*SHORT TASK*. Recast every line of the entries below as a Markdown table with the columns "Row" and "Entry line," numbering the rows in order and omitting any blank lines.

— begin —

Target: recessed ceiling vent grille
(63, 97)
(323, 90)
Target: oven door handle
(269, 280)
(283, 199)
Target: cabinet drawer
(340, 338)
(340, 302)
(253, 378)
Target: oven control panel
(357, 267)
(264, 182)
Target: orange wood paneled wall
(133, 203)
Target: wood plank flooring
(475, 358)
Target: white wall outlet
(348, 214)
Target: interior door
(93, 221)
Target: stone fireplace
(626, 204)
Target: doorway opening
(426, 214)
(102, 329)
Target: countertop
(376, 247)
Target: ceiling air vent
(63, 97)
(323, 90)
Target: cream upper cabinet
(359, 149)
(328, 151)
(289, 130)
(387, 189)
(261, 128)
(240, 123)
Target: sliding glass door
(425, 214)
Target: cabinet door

— end —

*CORRECT OUTPUT*.
| Row | Entry line |
|---|---|
| 1 | Target: recessed ceiling vent grille |
| 2 | (63, 97) |
| 3 | (323, 90) |
| 4 | Target: oven door handle |
| 5 | (269, 280) |
| 6 | (283, 199) |
| 7 | Target: cabinet drawer |
| 8 | (340, 338) |
| 9 | (340, 302) |
| 10 | (253, 378) |
| 11 | Target: oven control panel |
| 12 | (357, 267) |
| 13 | (264, 182) |
| 14 | Target: orange wood paneled wall |
| 15 | (133, 203) |
| 16 | Target: wood plank flooring |
| 17 | (475, 358) |
| 18 | Target: white wall outlet |
| 19 | (348, 214) |
| 20 | Target: interior door |
| 21 | (93, 221) |
| 22 | Target: stone fireplace |
| 23 | (626, 204) |
| 24 | Target: doorway opening |
| 25 | (426, 214) |
| 26 | (102, 329) |
| 27 | Target: countertop |
| 28 | (376, 247) |
| 29 | Target: ceiling air vent |
| 30 | (63, 97) |
| 31 | (323, 90) |
| 32 | Target: cream upper cabinet |
| 33 | (359, 149) |
| 34 | (328, 151) |
| 35 | (289, 130) |
| 36 | (387, 189) |
| 37 | (261, 128) |
| 38 | (240, 123) |
| 39 | Target: sliding glass door |
| 40 | (425, 214) |
| 41 | Target: cabinet door |